+++ TEXT PASSAGE

One of the most persistent challenges in science today is how to get the mainstream press—and by extension, the general public—to pay attention to the most important scientific research of the day.
A massive new study by Northeastern researchers uses more than 91,000 scientific papers published in 2016 to demonstrate that machine learning can be used to predict press coverage for future research.
Among their findings was that media coverage is often determined more by the subject matter of the research than by its scientific importance. For example, research that involves personal health or climate change consistently gets more coverage than studies involving cell biology or applied mathematics, according to Ansel MacLaughlin, a doctoral student in computer science who is the first author on the study.
“In some ways, this study is a warning shot across the bow,” said journalism professor John Wihbey, who co-authored the paper along with computer science professor David Smith. “Should scientists be working harder to make their work comprehensible? Should journalists take a broader view of what research topics are worth reporting? If a computer can predict what we are going to do, maybe we need to rethink our habits of how we determine what is a science story and what isn’t?”
The study found that the biggest single factor in determining press coverage is publicizing the research with a press release. The prestige of the scientific journal in which the research is published is also important, although the subject of those journals also plays a big role, given that six of the top 10 journals in terms of press coverage are dedicated to health research.
“There is significant demand among the general public for scientific news, but the original journal articles are written for an academic audience and not for the average person,” said Renata Nyul, vice president for communications at Northeastern University.
“University communications offices are in the unique position of turning that highly technical information from the scientific journals into stories—which we used to call ‘press releases’—to make it easy for reporters to see news value in them,” Nyul said.
From MacLaughlin’s perspective, the most significant element of the study was demonstrating that machine learning can be used to train algorithms to predict how much press coverage a scientific paper will receive.
He said the next phase of his project will focus on refining his algorithm so it can analyze sentence structure, word choice, and phrasing techniques within a press release or abstract to optimize the chances of a study being reported in the media.
“This paper is the first cut at the problem,” said Wihbey. “It takes a novel approach to answering an age-old question.”

++++++
+++ RAW DATA

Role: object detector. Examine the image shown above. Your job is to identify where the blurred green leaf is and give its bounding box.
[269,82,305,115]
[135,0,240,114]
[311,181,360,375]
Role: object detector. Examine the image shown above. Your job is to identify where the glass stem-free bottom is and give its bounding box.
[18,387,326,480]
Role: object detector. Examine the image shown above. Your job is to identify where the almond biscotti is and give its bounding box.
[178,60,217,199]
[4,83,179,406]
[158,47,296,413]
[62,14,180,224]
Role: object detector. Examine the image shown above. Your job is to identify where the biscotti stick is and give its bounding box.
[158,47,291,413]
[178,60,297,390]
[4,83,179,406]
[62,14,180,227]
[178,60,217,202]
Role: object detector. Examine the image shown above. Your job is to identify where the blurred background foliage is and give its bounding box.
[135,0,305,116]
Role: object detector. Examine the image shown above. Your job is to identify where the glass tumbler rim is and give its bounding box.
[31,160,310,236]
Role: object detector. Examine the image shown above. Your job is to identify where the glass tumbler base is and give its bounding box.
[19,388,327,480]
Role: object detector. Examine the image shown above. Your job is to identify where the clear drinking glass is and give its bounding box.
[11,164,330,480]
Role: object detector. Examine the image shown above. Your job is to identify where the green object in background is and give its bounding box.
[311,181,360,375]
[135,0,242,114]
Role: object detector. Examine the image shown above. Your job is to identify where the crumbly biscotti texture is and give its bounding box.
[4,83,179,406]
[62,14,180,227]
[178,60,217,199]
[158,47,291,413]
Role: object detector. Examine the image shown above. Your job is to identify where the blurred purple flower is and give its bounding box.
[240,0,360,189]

++++++

SET OF TASKS:
**a.** In the article on predicting press coverage of science, what is the biggest single factor in whether research gets press coverage?
**b.** Sum up the article on predicting press coverage of science in two sentences.

WRITTEN RESPONSES:
**a.** Publicizing the research with a press release.

**b.** Using more than 91,000 scientific papers published in 2016, Northeastern researchers showed that machine learning can predict press coverage for future research. They found that coverage often depends more on subject matter than on scientific importance, and that a press release is the biggest single factor, with journal prestige also playing a role.